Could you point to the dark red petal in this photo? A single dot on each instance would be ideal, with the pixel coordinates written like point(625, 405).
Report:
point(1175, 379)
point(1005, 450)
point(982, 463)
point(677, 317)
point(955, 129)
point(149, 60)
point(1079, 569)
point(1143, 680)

* * *

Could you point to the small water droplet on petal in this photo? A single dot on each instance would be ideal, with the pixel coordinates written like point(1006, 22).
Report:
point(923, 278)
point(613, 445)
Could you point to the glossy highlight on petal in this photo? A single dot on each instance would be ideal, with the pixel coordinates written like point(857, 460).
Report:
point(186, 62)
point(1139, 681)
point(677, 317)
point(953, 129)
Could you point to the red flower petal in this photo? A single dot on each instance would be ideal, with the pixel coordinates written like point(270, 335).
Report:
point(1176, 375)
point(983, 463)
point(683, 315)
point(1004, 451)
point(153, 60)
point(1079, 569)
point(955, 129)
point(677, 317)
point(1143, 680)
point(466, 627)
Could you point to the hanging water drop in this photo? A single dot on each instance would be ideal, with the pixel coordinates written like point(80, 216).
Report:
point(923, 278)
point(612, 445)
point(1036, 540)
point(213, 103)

* * *

§ What this task involves:
Please rewrite the lines of the records above as a numbered list, beginning at the line containing "Could you point to the red" and continuing through the line containing "point(213, 103)", with any blank lines omitted.

§ Output for this task:
1. Could you point to the red flower petal in this photo? A single dot on each instance would be ideal, with the pixel coordinates written like point(270, 335).
2. Report:
3. point(1176, 375)
4. point(983, 463)
5. point(683, 315)
6. point(1004, 451)
7. point(153, 60)
8. point(1079, 569)
9. point(955, 129)
10. point(677, 317)
11. point(1143, 680)
12. point(466, 627)
13. Could you point to the hanging water drop in this photo? A single dot on each instance would be ideal, with the pixel coordinates written like point(80, 216).
14. Report:
15. point(923, 278)
16. point(612, 445)
17. point(1036, 540)
18. point(213, 103)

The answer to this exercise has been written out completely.